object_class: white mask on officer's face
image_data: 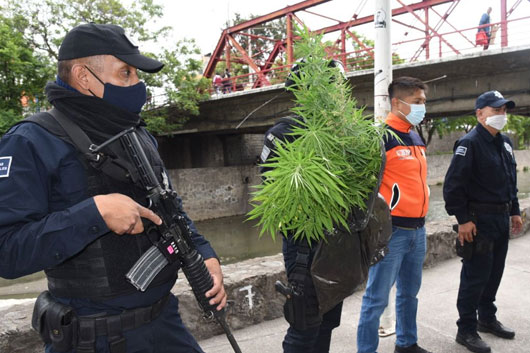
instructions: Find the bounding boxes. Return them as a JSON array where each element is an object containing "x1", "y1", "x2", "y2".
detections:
[{"x1": 486, "y1": 114, "x2": 508, "y2": 130}]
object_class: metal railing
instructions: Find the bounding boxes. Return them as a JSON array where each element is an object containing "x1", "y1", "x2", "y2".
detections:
[{"x1": 205, "y1": 16, "x2": 530, "y2": 97}]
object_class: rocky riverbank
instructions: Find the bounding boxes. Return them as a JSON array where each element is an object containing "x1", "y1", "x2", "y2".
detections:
[{"x1": 0, "y1": 199, "x2": 530, "y2": 353}]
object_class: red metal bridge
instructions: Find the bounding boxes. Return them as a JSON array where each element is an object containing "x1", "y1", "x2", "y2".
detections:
[{"x1": 204, "y1": 0, "x2": 530, "y2": 93}]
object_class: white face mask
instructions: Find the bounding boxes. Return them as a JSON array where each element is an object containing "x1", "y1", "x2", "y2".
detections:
[{"x1": 486, "y1": 114, "x2": 508, "y2": 130}]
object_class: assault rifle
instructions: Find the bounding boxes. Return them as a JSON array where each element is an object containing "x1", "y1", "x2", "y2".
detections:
[{"x1": 101, "y1": 128, "x2": 241, "y2": 353}]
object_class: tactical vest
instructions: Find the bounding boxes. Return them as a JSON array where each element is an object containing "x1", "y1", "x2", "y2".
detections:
[{"x1": 22, "y1": 113, "x2": 179, "y2": 301}]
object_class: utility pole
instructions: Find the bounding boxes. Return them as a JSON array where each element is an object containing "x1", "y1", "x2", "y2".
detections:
[
  {"x1": 374, "y1": 0, "x2": 396, "y2": 337},
  {"x1": 374, "y1": 0, "x2": 392, "y2": 122}
]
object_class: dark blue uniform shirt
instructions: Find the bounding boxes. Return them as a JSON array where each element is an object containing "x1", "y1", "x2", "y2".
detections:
[
  {"x1": 0, "y1": 123, "x2": 216, "y2": 315},
  {"x1": 443, "y1": 124, "x2": 520, "y2": 224}
]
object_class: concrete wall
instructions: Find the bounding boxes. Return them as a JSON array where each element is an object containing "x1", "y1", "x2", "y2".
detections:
[{"x1": 166, "y1": 150, "x2": 530, "y2": 221}]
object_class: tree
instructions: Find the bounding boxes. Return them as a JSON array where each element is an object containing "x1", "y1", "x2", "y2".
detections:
[
  {"x1": 0, "y1": 15, "x2": 52, "y2": 135},
  {"x1": 142, "y1": 39, "x2": 210, "y2": 134},
  {"x1": 0, "y1": 0, "x2": 208, "y2": 133}
]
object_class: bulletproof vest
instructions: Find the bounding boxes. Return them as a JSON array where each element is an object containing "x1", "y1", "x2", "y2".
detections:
[{"x1": 23, "y1": 113, "x2": 179, "y2": 301}]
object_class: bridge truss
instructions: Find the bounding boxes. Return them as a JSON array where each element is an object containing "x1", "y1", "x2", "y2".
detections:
[{"x1": 204, "y1": 0, "x2": 529, "y2": 91}]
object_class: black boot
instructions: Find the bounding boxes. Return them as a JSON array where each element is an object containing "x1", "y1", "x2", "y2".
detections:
[
  {"x1": 456, "y1": 332, "x2": 491, "y2": 353},
  {"x1": 394, "y1": 343, "x2": 431, "y2": 353},
  {"x1": 477, "y1": 320, "x2": 515, "y2": 339}
]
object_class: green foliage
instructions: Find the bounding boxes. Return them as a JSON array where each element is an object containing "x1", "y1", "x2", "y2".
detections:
[
  {"x1": 0, "y1": 15, "x2": 52, "y2": 135},
  {"x1": 2, "y1": 0, "x2": 168, "y2": 60},
  {"x1": 505, "y1": 114, "x2": 530, "y2": 149},
  {"x1": 0, "y1": 0, "x2": 204, "y2": 133},
  {"x1": 249, "y1": 29, "x2": 384, "y2": 243}
]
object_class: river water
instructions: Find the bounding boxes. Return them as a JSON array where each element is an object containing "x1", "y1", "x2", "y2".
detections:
[{"x1": 0, "y1": 172, "x2": 530, "y2": 298}]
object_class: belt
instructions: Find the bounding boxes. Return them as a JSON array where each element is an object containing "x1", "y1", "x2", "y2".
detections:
[
  {"x1": 77, "y1": 295, "x2": 169, "y2": 353},
  {"x1": 469, "y1": 202, "x2": 512, "y2": 213}
]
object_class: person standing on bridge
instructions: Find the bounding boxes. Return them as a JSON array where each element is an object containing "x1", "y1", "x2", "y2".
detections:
[
  {"x1": 443, "y1": 91, "x2": 522, "y2": 353},
  {"x1": 0, "y1": 23, "x2": 226, "y2": 353},
  {"x1": 477, "y1": 7, "x2": 491, "y2": 50},
  {"x1": 357, "y1": 77, "x2": 429, "y2": 353}
]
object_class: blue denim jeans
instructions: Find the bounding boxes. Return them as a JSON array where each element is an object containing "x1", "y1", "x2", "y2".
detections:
[
  {"x1": 45, "y1": 295, "x2": 204, "y2": 353},
  {"x1": 456, "y1": 213, "x2": 510, "y2": 333},
  {"x1": 357, "y1": 227, "x2": 426, "y2": 353}
]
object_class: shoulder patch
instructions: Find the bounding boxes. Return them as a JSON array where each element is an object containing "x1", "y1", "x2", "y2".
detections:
[
  {"x1": 455, "y1": 146, "x2": 467, "y2": 157},
  {"x1": 504, "y1": 142, "x2": 513, "y2": 155},
  {"x1": 0, "y1": 156, "x2": 13, "y2": 178}
]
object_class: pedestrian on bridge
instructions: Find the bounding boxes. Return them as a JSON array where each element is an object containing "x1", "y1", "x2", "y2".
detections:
[
  {"x1": 357, "y1": 77, "x2": 429, "y2": 353},
  {"x1": 0, "y1": 23, "x2": 226, "y2": 353},
  {"x1": 477, "y1": 7, "x2": 491, "y2": 50},
  {"x1": 443, "y1": 91, "x2": 522, "y2": 353}
]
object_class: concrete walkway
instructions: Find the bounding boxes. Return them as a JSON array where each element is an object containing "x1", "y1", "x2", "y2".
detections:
[{"x1": 200, "y1": 233, "x2": 530, "y2": 353}]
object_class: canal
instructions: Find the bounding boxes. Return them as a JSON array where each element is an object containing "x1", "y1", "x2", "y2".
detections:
[{"x1": 0, "y1": 172, "x2": 530, "y2": 299}]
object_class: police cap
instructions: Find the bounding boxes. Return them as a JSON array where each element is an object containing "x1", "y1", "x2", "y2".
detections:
[{"x1": 59, "y1": 23, "x2": 164, "y2": 73}]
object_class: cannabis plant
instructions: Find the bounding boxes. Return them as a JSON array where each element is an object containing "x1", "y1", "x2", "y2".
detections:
[{"x1": 248, "y1": 29, "x2": 383, "y2": 244}]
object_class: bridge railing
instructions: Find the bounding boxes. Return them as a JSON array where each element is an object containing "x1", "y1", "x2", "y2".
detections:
[{"x1": 210, "y1": 16, "x2": 530, "y2": 97}]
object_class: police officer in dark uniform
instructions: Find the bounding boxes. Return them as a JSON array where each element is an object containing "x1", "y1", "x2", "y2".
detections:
[
  {"x1": 260, "y1": 60, "x2": 344, "y2": 353},
  {"x1": 443, "y1": 91, "x2": 522, "y2": 352},
  {"x1": 0, "y1": 24, "x2": 226, "y2": 353}
]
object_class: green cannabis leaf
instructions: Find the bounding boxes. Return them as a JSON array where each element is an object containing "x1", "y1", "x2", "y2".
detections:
[{"x1": 248, "y1": 28, "x2": 385, "y2": 244}]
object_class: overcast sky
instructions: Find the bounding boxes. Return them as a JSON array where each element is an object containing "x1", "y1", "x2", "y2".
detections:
[{"x1": 155, "y1": 0, "x2": 530, "y2": 54}]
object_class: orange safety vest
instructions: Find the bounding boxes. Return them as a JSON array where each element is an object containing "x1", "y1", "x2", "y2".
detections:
[{"x1": 379, "y1": 113, "x2": 429, "y2": 226}]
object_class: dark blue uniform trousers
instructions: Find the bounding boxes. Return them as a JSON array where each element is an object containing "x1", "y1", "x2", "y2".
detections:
[
  {"x1": 282, "y1": 237, "x2": 342, "y2": 353},
  {"x1": 456, "y1": 213, "x2": 510, "y2": 333},
  {"x1": 46, "y1": 295, "x2": 203, "y2": 353}
]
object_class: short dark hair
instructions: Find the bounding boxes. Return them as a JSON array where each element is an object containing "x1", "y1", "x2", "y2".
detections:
[
  {"x1": 57, "y1": 55, "x2": 104, "y2": 84},
  {"x1": 388, "y1": 76, "x2": 427, "y2": 99}
]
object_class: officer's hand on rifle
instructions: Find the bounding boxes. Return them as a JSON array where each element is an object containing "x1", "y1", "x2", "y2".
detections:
[
  {"x1": 204, "y1": 258, "x2": 226, "y2": 310},
  {"x1": 511, "y1": 215, "x2": 523, "y2": 234},
  {"x1": 94, "y1": 194, "x2": 162, "y2": 234},
  {"x1": 458, "y1": 221, "x2": 477, "y2": 246}
]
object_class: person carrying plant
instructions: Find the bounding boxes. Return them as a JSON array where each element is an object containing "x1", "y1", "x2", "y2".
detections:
[
  {"x1": 357, "y1": 77, "x2": 429, "y2": 353},
  {"x1": 249, "y1": 26, "x2": 391, "y2": 353}
]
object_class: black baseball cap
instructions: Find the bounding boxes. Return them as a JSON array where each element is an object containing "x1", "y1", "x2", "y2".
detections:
[
  {"x1": 475, "y1": 91, "x2": 515, "y2": 109},
  {"x1": 59, "y1": 23, "x2": 164, "y2": 73}
]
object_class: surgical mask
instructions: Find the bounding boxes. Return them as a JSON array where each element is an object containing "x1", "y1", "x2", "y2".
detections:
[
  {"x1": 85, "y1": 66, "x2": 147, "y2": 114},
  {"x1": 398, "y1": 99, "x2": 426, "y2": 125},
  {"x1": 486, "y1": 114, "x2": 508, "y2": 130}
]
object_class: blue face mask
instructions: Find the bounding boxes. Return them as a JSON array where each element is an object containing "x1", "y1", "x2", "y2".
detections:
[
  {"x1": 398, "y1": 99, "x2": 427, "y2": 125},
  {"x1": 85, "y1": 66, "x2": 147, "y2": 114}
]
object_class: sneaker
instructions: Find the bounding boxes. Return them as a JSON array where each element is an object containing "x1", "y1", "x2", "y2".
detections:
[
  {"x1": 477, "y1": 320, "x2": 515, "y2": 339},
  {"x1": 394, "y1": 343, "x2": 431, "y2": 353},
  {"x1": 456, "y1": 332, "x2": 491, "y2": 353}
]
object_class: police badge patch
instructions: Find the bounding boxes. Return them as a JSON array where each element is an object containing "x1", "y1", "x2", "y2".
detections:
[
  {"x1": 455, "y1": 146, "x2": 467, "y2": 157},
  {"x1": 504, "y1": 142, "x2": 513, "y2": 155},
  {"x1": 0, "y1": 156, "x2": 13, "y2": 178}
]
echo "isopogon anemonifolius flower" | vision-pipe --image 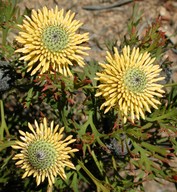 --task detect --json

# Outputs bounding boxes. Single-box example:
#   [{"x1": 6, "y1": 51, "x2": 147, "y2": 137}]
[
  {"x1": 12, "y1": 118, "x2": 78, "y2": 186},
  {"x1": 16, "y1": 6, "x2": 89, "y2": 76},
  {"x1": 96, "y1": 46, "x2": 164, "y2": 123}
]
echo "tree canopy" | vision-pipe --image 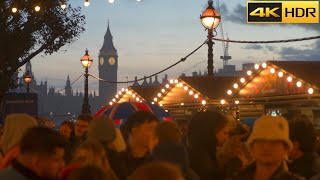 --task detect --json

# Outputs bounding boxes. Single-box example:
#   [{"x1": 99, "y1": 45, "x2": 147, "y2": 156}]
[{"x1": 0, "y1": 0, "x2": 85, "y2": 97}]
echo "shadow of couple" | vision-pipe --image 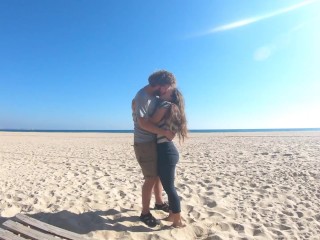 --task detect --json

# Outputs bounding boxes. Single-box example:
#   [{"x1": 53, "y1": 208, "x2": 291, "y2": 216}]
[{"x1": 0, "y1": 209, "x2": 157, "y2": 234}]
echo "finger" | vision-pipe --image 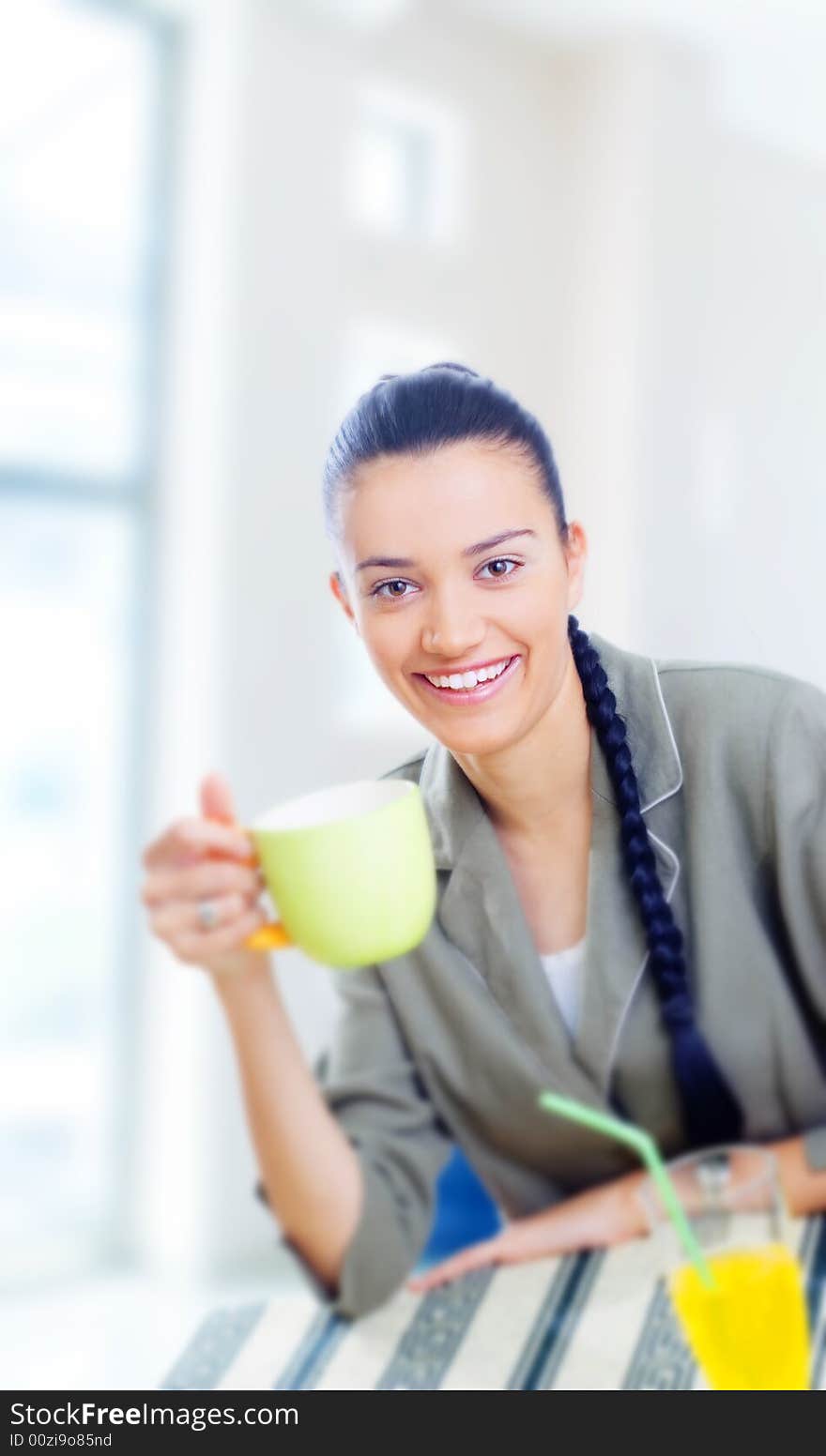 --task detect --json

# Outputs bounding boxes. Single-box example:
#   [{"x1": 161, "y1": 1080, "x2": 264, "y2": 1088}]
[
  {"x1": 409, "y1": 1255, "x2": 470, "y2": 1290},
  {"x1": 175, "y1": 907, "x2": 269, "y2": 963},
  {"x1": 142, "y1": 859, "x2": 265, "y2": 905},
  {"x1": 143, "y1": 818, "x2": 256, "y2": 870},
  {"x1": 150, "y1": 894, "x2": 261, "y2": 937}
]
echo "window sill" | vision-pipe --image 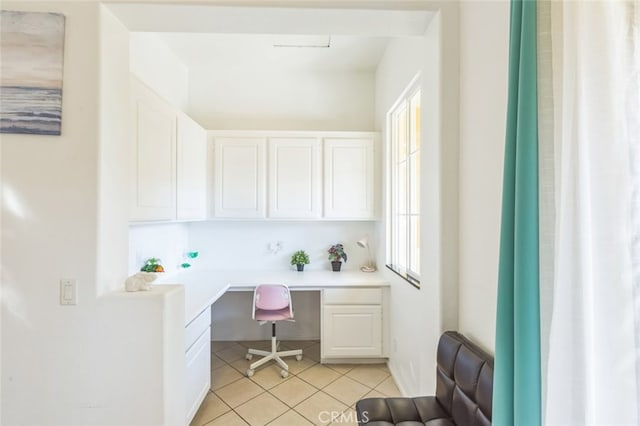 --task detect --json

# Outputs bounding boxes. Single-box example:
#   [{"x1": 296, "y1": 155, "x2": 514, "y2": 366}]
[{"x1": 385, "y1": 265, "x2": 420, "y2": 289}]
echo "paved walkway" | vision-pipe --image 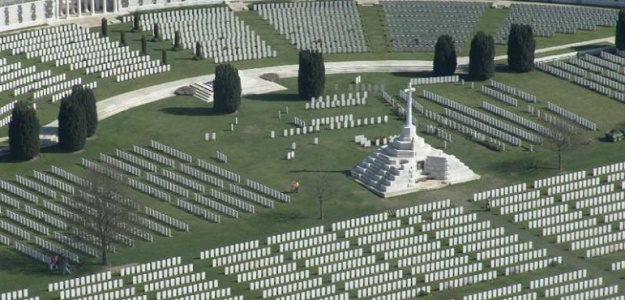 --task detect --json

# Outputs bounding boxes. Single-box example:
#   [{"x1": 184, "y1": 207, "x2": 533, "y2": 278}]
[{"x1": 0, "y1": 38, "x2": 614, "y2": 146}]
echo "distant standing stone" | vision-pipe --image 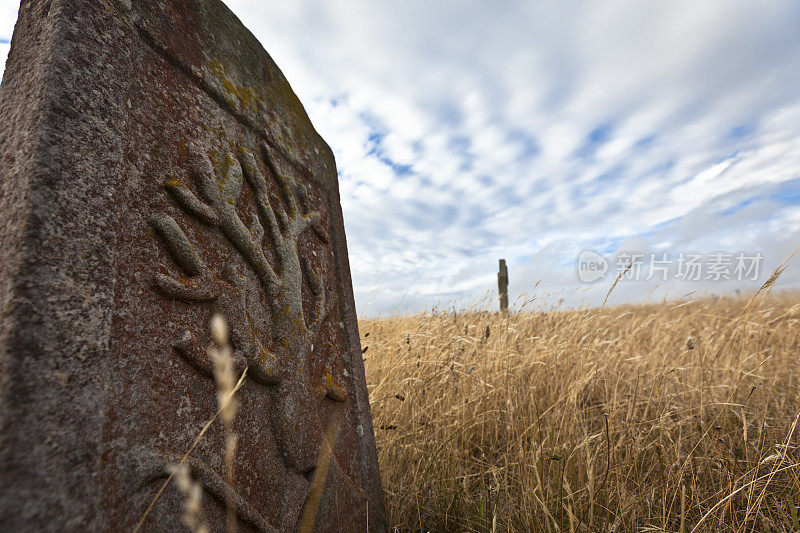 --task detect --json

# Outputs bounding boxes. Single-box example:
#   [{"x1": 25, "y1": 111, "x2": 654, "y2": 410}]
[
  {"x1": 497, "y1": 259, "x2": 508, "y2": 313},
  {"x1": 0, "y1": 0, "x2": 385, "y2": 531}
]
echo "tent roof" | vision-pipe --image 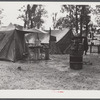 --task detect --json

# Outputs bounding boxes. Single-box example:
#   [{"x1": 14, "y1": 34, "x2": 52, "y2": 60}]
[
  {"x1": 0, "y1": 24, "x2": 47, "y2": 34},
  {"x1": 45, "y1": 28, "x2": 70, "y2": 42},
  {"x1": 24, "y1": 28, "x2": 48, "y2": 34}
]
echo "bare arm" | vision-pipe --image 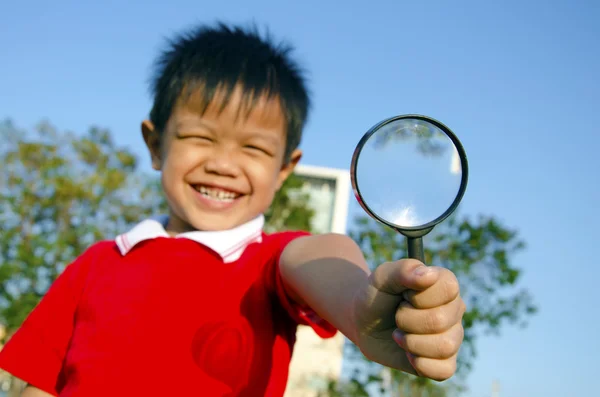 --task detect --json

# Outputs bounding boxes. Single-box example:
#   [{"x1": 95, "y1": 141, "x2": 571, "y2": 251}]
[
  {"x1": 280, "y1": 234, "x2": 370, "y2": 344},
  {"x1": 21, "y1": 386, "x2": 54, "y2": 397}
]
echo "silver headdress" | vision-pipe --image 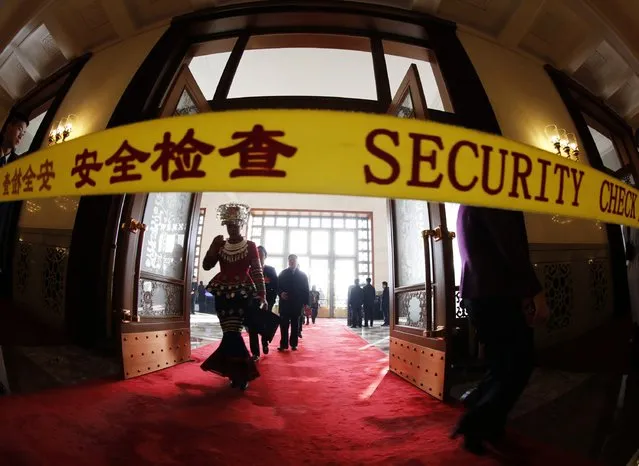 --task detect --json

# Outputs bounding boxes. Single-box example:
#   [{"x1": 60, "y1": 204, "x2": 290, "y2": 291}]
[{"x1": 217, "y1": 202, "x2": 251, "y2": 225}]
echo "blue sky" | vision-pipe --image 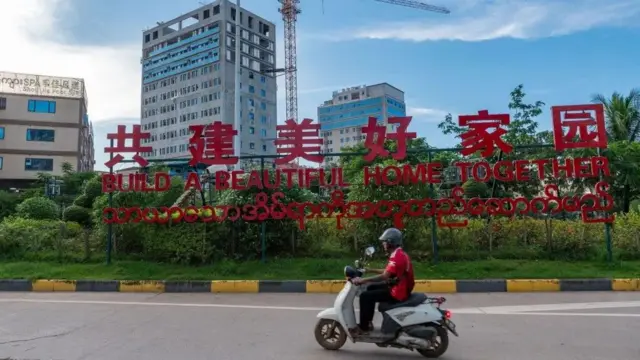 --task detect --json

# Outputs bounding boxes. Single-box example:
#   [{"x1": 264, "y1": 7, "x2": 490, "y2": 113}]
[{"x1": 0, "y1": 0, "x2": 640, "y2": 167}]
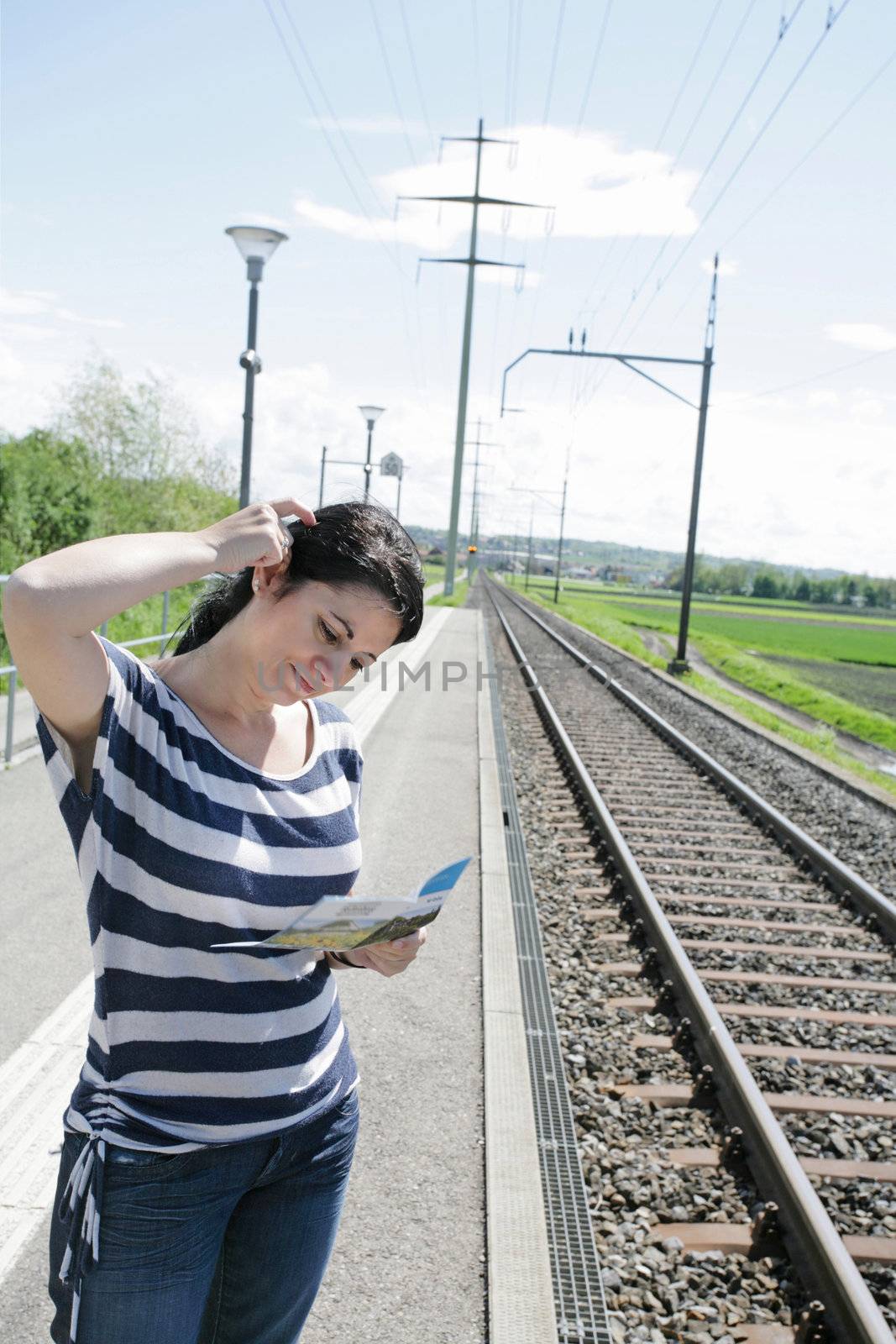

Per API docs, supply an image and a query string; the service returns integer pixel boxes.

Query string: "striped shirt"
[36,638,363,1340]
────────────────────
> _The request_
Extract each line from the rows above that contains the string "bridge". Matching is case-sensitive.

> _In response_
object_class: red metal bridge
object_class: bridge truss
object_class: person standing on bridge
object_class: pedestrian on bridge
object_class: bridge railing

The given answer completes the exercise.